# DATA:

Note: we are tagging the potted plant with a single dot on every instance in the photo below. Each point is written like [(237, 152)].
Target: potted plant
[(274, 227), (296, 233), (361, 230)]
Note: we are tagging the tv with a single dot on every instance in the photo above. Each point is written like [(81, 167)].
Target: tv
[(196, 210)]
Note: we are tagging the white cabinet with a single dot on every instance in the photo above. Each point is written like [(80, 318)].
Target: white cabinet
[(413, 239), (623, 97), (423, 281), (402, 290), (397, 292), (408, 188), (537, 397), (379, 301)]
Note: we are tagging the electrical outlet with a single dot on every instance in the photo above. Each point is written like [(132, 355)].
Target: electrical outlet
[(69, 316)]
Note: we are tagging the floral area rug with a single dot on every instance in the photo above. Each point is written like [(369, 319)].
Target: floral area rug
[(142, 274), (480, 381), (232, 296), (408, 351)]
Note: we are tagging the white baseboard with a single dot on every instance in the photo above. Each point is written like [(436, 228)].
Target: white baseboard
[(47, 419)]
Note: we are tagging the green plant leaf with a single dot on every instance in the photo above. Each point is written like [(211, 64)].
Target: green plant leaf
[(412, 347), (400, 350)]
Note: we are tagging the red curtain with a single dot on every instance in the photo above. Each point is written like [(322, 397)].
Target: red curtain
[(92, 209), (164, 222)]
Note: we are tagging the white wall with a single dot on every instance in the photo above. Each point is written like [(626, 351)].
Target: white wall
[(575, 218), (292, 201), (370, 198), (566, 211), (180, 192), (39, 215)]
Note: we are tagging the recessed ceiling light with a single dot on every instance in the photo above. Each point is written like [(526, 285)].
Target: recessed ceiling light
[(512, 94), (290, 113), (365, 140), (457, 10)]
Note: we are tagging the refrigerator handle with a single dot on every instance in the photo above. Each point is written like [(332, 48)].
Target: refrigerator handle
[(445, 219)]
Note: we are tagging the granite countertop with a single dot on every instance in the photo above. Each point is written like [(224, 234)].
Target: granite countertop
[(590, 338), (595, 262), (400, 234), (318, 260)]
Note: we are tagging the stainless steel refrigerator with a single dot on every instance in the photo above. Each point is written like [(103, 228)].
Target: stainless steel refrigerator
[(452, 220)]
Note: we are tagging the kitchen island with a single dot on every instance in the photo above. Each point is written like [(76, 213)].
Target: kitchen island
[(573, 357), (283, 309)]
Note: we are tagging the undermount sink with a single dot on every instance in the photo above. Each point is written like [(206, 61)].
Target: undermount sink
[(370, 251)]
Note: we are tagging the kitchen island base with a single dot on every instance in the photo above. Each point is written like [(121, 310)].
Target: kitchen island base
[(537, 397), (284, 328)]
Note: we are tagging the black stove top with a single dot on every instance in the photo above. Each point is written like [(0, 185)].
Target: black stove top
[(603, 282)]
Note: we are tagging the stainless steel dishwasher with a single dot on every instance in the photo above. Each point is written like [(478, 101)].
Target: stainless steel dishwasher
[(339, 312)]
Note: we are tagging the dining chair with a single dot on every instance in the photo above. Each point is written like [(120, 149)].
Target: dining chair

# EXERCISE TASK:
Put every line of the entries above into a JSON list of strings, one string per line, with blank lines omitted.

# SOLUTION:
[
  "Note: we are tagging the potted plant with a single dot on every instance in the photo below. Each point is written like [(237, 152)].",
  "Target: potted plant",
  "[(274, 227), (296, 233), (361, 230)]",
  "Note: we are tagging the tv with a single dot on every instance in the photo above. Each point is written like [(81, 167)].",
  "Target: tv",
  "[(196, 210)]",
  "Note: we are tagging the white cabinet with a single dot on every instance in the photo above. Each point is written like [(80, 318)].",
  "Target: white cabinet",
  "[(413, 239), (623, 97), (423, 281), (402, 290), (397, 292), (408, 188), (537, 397), (379, 301)]",
  "Note: we are tagging the electrical outlet with a single dot on every instance in the photo above. Each point is written like [(132, 355)].",
  "Target: electrical outlet",
  "[(69, 316)]",
  "Note: we are tagging the floral area rug with a single dot on every instance in the photo above. Each point is written like [(369, 319)].",
  "Target: floral area rug",
  "[(142, 274), (480, 381), (232, 296), (408, 351)]",
  "Note: we are tagging the white baseboard with a single dot on every instance in the photo above. Each point is written like [(436, 228)].",
  "Target: white baseboard",
  "[(47, 419)]",
  "Note: we are tagging the green plant leaf with a single dot on every instance in the photo above. Each point is written like [(211, 64)].",
  "Target: green plant leaf",
  "[(412, 347), (400, 350)]",
  "Note: we are tagging the red curtain with a single dot on every instance in the photo above. Each point is written like [(322, 397)].",
  "Target: red curtain",
  "[(92, 209), (164, 222)]",
  "Note: we are tagging the white wall with a single dot on every instance in the photo above. Each point is written like [(626, 351)].",
  "Target: white wall",
  "[(575, 218), (292, 201), (370, 198), (566, 211), (180, 192), (39, 215)]",
  "Note: we are tagging the recessed ceiling light with a single dot on every instance in the photo above. Each point is written like [(526, 285)].",
  "Target: recessed ceiling light",
  "[(512, 94), (290, 113), (365, 140), (457, 10)]",
  "Note: we are tagging the refrigerator handle with a single dot on every instance in the photo above. Each point is written like [(332, 48)].",
  "Target: refrigerator handle",
  "[(445, 219)]",
  "Note: we are tagging the granite countertop with a single dot on every instance in the photo above. Each point is written like [(224, 234)].",
  "Target: granite countertop",
  "[(590, 338), (595, 262), (400, 234), (318, 260)]",
  "Note: we are tagging the stainless steel refrigerator with a single dot on every instance in the photo above. Each point is written like [(103, 228)].",
  "Target: stainless steel refrigerator",
  "[(452, 220)]",
  "Note: we are tagging the kitchen island with a single dot on every instance in the photo above. Each point is written like [(76, 213)].",
  "Target: kitchen island",
  "[(573, 357), (283, 309)]",
  "Note: we are tagging the undermount sink with a single dot on every instance in the photo above. Each point is written like [(206, 61)].",
  "Target: undermount sink",
  "[(370, 251)]",
  "Note: we are tagging the kitchen island base with a single dot on every instance in the photo above. Each point is written like [(121, 310)].",
  "Target: kitchen island base",
  "[(537, 397), (284, 328)]",
  "Note: we are tagging the black stove top with a single dot on every instance in the photo above. Each point is written like [(0, 185)].",
  "Target: black stove top",
  "[(603, 282)]",
  "Note: we are tagging the stainless steel dishwasher with a single dot on every instance in the photo above. Each point is written like [(478, 101)].",
  "Target: stainless steel dishwasher",
  "[(339, 312)]",
  "Note: we are tagging the dining chair with a single dot on every instance in the photo above. Each point is written like [(120, 149)].",
  "Target: dining chair"
]